• **Task objective**:
Aside from the pictures, the entries should be given again exactly.

[Stored data entries]
——————

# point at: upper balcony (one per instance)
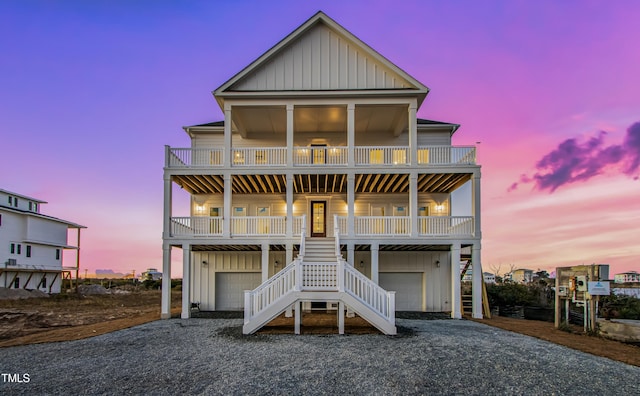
(364, 156)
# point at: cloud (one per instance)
(573, 161)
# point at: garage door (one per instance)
(408, 288)
(230, 287)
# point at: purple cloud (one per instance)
(573, 161)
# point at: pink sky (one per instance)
(92, 91)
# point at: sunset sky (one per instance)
(91, 91)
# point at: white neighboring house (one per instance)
(627, 277)
(489, 277)
(321, 188)
(150, 274)
(521, 275)
(32, 244)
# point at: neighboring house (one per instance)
(322, 183)
(520, 276)
(627, 277)
(32, 244)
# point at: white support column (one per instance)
(375, 249)
(288, 254)
(289, 136)
(477, 281)
(226, 210)
(167, 207)
(456, 300)
(186, 281)
(351, 187)
(289, 229)
(351, 134)
(413, 203)
(413, 133)
(265, 262)
(227, 136)
(165, 311)
(476, 204)
(297, 321)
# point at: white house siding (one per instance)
(321, 59)
(204, 275)
(436, 293)
(43, 230)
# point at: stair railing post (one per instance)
(391, 314)
(340, 276)
(247, 306)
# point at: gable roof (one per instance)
(320, 57)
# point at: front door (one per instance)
(318, 219)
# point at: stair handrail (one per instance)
(336, 234)
(380, 301)
(260, 298)
(303, 235)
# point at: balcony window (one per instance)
(376, 156)
(423, 156)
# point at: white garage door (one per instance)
(408, 288)
(230, 287)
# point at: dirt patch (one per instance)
(74, 316)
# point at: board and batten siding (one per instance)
(321, 59)
(436, 293)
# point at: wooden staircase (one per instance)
(319, 274)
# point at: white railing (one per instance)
(261, 298)
(380, 155)
(201, 225)
(446, 225)
(240, 226)
(379, 300)
(259, 225)
(320, 156)
(382, 225)
(401, 225)
(444, 155)
(195, 157)
(263, 156)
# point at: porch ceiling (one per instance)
(321, 183)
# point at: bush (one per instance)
(620, 306)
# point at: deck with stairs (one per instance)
(319, 274)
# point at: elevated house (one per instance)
(32, 245)
(322, 189)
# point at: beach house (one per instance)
(322, 189)
(32, 245)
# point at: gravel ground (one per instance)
(210, 356)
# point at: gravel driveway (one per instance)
(211, 356)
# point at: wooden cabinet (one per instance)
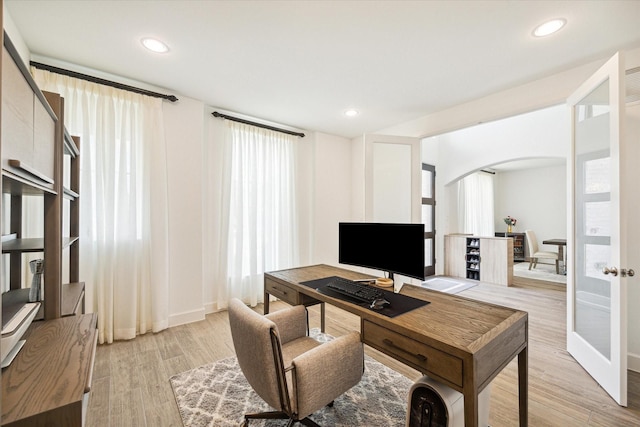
(518, 245)
(487, 259)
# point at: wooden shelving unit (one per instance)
(49, 380)
(473, 258)
(487, 259)
(518, 245)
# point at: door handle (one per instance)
(628, 272)
(623, 272)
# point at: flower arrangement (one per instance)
(510, 221)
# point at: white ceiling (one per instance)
(302, 63)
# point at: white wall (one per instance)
(537, 198)
(184, 133)
(332, 194)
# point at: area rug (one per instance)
(218, 395)
(447, 285)
(546, 272)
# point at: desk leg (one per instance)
(266, 302)
(470, 407)
(523, 398)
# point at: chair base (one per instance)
(278, 415)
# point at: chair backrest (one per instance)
(532, 242)
(257, 346)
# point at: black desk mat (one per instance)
(399, 304)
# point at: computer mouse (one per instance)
(379, 304)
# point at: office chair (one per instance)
(535, 253)
(292, 372)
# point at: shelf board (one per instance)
(32, 245)
(70, 145)
(72, 294)
(13, 183)
(70, 194)
(23, 245)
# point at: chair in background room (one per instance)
(535, 254)
(292, 372)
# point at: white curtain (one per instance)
(258, 222)
(123, 204)
(475, 204)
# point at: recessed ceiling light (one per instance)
(155, 45)
(549, 27)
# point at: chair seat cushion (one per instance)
(295, 348)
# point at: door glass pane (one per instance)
(593, 220)
(427, 218)
(427, 184)
(597, 218)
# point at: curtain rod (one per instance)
(260, 125)
(105, 82)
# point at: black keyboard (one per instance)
(355, 290)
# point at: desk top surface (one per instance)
(461, 325)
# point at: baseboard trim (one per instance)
(186, 317)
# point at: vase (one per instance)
(37, 268)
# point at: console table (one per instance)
(459, 341)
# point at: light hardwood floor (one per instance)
(131, 378)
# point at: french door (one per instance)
(599, 270)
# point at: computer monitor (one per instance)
(390, 247)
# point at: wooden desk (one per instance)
(48, 382)
(461, 342)
(560, 243)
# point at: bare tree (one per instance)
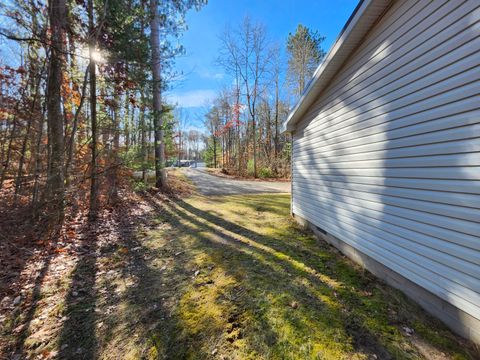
(55, 177)
(246, 53)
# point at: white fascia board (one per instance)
(365, 15)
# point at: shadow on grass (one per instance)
(271, 275)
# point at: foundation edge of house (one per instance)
(457, 320)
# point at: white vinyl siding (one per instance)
(387, 159)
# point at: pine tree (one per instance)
(305, 53)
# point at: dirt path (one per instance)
(214, 185)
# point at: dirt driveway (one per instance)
(214, 185)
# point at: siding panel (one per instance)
(388, 157)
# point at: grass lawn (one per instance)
(235, 277)
(230, 278)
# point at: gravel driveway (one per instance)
(214, 185)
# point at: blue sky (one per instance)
(202, 78)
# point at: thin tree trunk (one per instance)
(160, 175)
(93, 115)
(55, 178)
(71, 143)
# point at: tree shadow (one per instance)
(77, 338)
(291, 281)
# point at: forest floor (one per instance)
(225, 277)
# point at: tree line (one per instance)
(81, 98)
(244, 121)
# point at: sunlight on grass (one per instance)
(233, 277)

——————

• **Answer section**:
# point at: upper balcony (one per instance)
(364, 156)
# point at: cloud (one per instance)
(573, 161)
# point at: garage door (one per instance)
(408, 288)
(230, 287)
# point at: purple cloud (one per instance)
(573, 161)
# point at: pink sky (one per instance)
(92, 91)
# point at: sunset sky (one per instance)
(91, 91)
# point at: white neighboring house (one per instance)
(627, 277)
(489, 277)
(321, 188)
(150, 274)
(521, 275)
(32, 244)
# point at: neighboring house (one per instance)
(322, 183)
(520, 276)
(627, 277)
(32, 244)
# point at: white support column (one per instance)
(375, 249)
(288, 254)
(289, 136)
(477, 281)
(226, 210)
(167, 207)
(456, 300)
(186, 281)
(351, 187)
(289, 229)
(351, 134)
(413, 203)
(413, 133)
(265, 262)
(227, 136)
(165, 311)
(476, 204)
(297, 321)
# point at: white house siding (one per instance)
(321, 59)
(204, 275)
(436, 293)
(43, 230)
# point at: stair railing post (one per instance)
(391, 314)
(340, 276)
(247, 306)
# point at: gable roof (one per instance)
(320, 57)
# point at: front door (one per instance)
(318, 219)
# point at: stair handrail (one per instance)
(336, 234)
(380, 301)
(260, 298)
(303, 235)
# point at: balcony window (one per instance)
(376, 156)
(423, 156)
# point at: white garage door (one per instance)
(408, 288)
(230, 287)
# point at: dirt patch (one per instance)
(74, 316)
# point at: board and batten siding (one per instance)
(321, 59)
(436, 293)
# point at: wooden staircase (one per instance)
(319, 274)
# point at: white railing (one per instance)
(261, 298)
(380, 155)
(201, 225)
(446, 225)
(240, 226)
(379, 300)
(259, 225)
(320, 156)
(382, 225)
(401, 225)
(444, 155)
(195, 157)
(263, 156)
# point at: porch ceiling (one per instance)
(321, 183)
# point at: bush (one per instance)
(620, 306)
# point at: deck with stairs (one per instance)
(319, 274)
# point at: elevated house (one per instance)
(32, 245)
(322, 189)
# point at: beach house (one per instance)
(322, 189)
(32, 245)
# point at: gravel ground (one per instance)
(210, 356)
# point at: gravel driveway (one per instance)
(211, 356)
# point at: wooden cabinet (one per instance)
(518, 245)
(487, 259)
# point at: wooden shelving unit (one per instance)
(49, 380)
(473, 258)
(487, 259)
(518, 245)
# point at: door handle (one per instance)
(628, 272)
(623, 272)
# point at: flower arrangement (one per instance)
(510, 221)
# point at: white ceiling (one per instance)
(302, 63)
# point at: white wall (one per instance)
(537, 198)
(184, 133)
(332, 194)
# point at: area rug (one per instance)
(218, 395)
(447, 285)
(546, 272)
# point at: desk leg (one per instance)
(266, 302)
(470, 407)
(523, 398)
# point at: chair base (one per instance)
(278, 415)
# point at: chair backrest (one per instance)
(532, 242)
(257, 346)
# point at: black desk mat (one per instance)
(399, 304)
# point at: computer mouse (one per instance)
(379, 304)
# point at: office chair (one per instance)
(535, 253)
(292, 372)
# point at: shelf board (one per instance)
(32, 245)
(70, 145)
(72, 294)
(13, 183)
(70, 194)
(23, 245)
# point at: chair in background room (one per instance)
(535, 254)
(292, 372)
# point at: white curtain (one per instance)
(258, 222)
(123, 204)
(475, 204)
# point at: recessed ceiling light (one per instance)
(155, 45)
(549, 27)
# point at: chair seat cushion (one per instance)
(295, 348)
# point at: door glass pane (one per instance)
(593, 220)
(427, 218)
(427, 184)
(597, 218)
# point at: curtain rod (one per instance)
(260, 125)
(105, 82)
# point at: black keyboard (one per instance)
(355, 290)
# point at: desk top surface (one per instance)
(461, 325)
# point at: baseboard trim (one per instance)
(186, 317)
# point at: vase (one per instance)
(37, 268)
# point at: console table (one per instance)
(459, 341)
# point at: light hardwood floor (one per instance)
(131, 378)
# point at: french door (one per instance)
(599, 270)
# point at: computer monitor (one per instance)
(390, 247)
# point at: wooden desk (one per instance)
(48, 382)
(461, 342)
(560, 243)
# point at: bare tree (one per instance)
(55, 177)
(246, 53)
# point at: white fascia board (one per instance)
(365, 15)
# point at: shadow on grass (one per instance)
(271, 275)
# point at: foundation edge of house (one per instance)
(457, 320)
# point at: white vinyl siding (one per instance)
(387, 159)
# point at: pine tree (one per instance)
(305, 53)
# point at: dirt path (one per instance)
(214, 185)
# point at: dirt driveway (one per instance)
(214, 185)
# point at: siding panel (one per instance)
(388, 157)
# point at: grass lawn (one per instance)
(235, 277)
(230, 278)
# point at: gravel driveway (one per instance)
(214, 185)
# point at: blue sky (one per instance)
(202, 78)
# point at: thin tree trunk (one per instance)
(160, 175)
(93, 115)
(55, 178)
(71, 143)
# point at: tree shadow (one per instance)
(77, 338)
(291, 281)
# point at: forest floor (one per instance)
(225, 277)
# point at: tree line (one per instance)
(81, 98)
(244, 121)
# point at: sunlight on grass (one per instance)
(233, 277)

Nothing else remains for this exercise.